I was doing TRIPINV. The problem requires us to find triplets with ai > aj > ak for i < j < k.
I was thinking of using 2 BITs for the same, and use a (Sum) C (2), and of sum of (SameElements) C (2). But I can't maintain the order of elements this way. For instance, in A[1..6] = 3 2 1 3 2 1 My program would identify A[2],A[5],A[6] as a triplet too.
Can anyone help me out?
PS: C denotes Combination
I think that we simply need to calculate for every index j, how many indices i < j satisfy inequality ai > aj (lets denote result as A), how many indices k > j satisfy inequality aj > ak (lets denote result as B), and add to answer A·B. We can calculate A, adding numbers to BIT in decreasing order, and for calculating B we add numbers to another BIT in increasing order.
Building the 2nd BIT in the reverse order was very clever. Thank you!
==*==
The tasks.
1 – Answer these questions about the TRIPINV thread:
(a) What condition must a triplet meet in the TRIPINV problem?
(b) In the example array, which triplet would the asker's program wrongly identify?
(c) In the reply, in what order are numbers added to the second BIT to calculate B?
2 – Write out everything in the TRIPINV thread from "I was doing" down to "in increasing order.", keeping every word and mark unchanged.

Object location annotation records:
==*==
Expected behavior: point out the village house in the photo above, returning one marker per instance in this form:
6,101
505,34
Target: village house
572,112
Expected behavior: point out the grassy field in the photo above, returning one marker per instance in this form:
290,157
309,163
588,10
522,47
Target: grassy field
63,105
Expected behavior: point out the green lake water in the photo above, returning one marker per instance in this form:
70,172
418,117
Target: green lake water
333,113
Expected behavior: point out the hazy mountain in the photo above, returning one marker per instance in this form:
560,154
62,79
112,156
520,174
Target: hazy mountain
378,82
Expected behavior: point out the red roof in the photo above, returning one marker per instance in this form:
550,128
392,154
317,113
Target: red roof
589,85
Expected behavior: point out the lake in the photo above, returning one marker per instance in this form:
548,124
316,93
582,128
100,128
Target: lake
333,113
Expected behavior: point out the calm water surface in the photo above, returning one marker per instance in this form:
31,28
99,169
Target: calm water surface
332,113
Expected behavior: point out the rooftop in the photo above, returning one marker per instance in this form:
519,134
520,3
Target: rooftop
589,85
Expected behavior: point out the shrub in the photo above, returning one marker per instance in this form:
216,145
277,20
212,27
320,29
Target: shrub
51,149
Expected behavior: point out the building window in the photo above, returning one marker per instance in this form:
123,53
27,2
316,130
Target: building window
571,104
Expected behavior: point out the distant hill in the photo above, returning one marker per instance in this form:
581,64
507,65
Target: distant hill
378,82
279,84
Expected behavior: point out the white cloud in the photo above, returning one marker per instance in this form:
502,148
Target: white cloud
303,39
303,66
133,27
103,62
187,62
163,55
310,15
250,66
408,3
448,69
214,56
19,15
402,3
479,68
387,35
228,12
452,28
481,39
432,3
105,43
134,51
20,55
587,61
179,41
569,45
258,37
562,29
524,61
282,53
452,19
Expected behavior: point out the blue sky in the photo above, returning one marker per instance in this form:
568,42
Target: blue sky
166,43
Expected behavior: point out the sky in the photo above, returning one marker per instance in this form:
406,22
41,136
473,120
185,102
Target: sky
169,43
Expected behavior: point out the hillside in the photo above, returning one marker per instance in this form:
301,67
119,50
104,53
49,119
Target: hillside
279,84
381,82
==*==
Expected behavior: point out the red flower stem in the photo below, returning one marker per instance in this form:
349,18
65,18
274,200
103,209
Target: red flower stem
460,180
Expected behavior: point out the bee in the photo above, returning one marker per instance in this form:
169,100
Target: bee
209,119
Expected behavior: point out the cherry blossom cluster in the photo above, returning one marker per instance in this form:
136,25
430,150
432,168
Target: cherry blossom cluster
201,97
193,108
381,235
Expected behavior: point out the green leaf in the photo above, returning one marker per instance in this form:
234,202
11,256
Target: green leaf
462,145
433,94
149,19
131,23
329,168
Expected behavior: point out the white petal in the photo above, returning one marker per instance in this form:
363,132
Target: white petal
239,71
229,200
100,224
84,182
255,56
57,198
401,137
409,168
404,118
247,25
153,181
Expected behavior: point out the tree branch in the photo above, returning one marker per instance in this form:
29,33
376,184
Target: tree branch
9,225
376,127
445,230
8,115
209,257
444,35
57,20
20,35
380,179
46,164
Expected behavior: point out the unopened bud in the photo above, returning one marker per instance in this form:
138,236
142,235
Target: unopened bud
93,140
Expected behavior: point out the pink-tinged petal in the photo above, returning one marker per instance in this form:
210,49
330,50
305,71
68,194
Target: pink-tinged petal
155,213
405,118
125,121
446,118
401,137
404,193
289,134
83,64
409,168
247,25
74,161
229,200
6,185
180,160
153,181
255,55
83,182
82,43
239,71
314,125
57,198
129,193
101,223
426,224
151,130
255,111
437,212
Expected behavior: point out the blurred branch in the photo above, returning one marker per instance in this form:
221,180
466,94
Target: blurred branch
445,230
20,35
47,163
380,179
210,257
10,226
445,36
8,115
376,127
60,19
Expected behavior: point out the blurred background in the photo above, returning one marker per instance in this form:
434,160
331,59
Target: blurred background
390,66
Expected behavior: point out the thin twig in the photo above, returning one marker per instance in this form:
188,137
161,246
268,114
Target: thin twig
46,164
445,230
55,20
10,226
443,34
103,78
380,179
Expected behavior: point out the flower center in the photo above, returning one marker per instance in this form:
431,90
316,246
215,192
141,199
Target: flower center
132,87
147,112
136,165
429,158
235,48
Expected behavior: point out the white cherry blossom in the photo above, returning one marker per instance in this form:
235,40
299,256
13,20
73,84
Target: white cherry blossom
==*==
The answers.
1 –
(a) ai > aj > ak for i < j < k.
(b) A[2],A[5],A[6].
(c) In increasing order.

2 –
I was doing TRIPINV. The problem requires us to find triplets with ai > aj > ak for i < j < k.
I was thinking of using 2 BITs for the same, and use a (Sum) C (2), and of sum of (SameElements) C (2). But I can't maintain the order of elements this way. For instance, in A[1..6] = 3 2 1 3 2 1 My program would identify A[2],A[5],A[6] as a triplet too.
Can anyone help me out?
PS: C denotes Combination
I think that we simply need to calculate for every index j, how many indices i < j satisfy inequality ai > aj (lets denote result as A), how many indices k > j satisfy inequality aj > ak (lets denote result as B), and add to answer A·B. We can calculate A, adding numbers to BIT in decreasing order, and for calculating B we add numbers to another BIT in increasing order.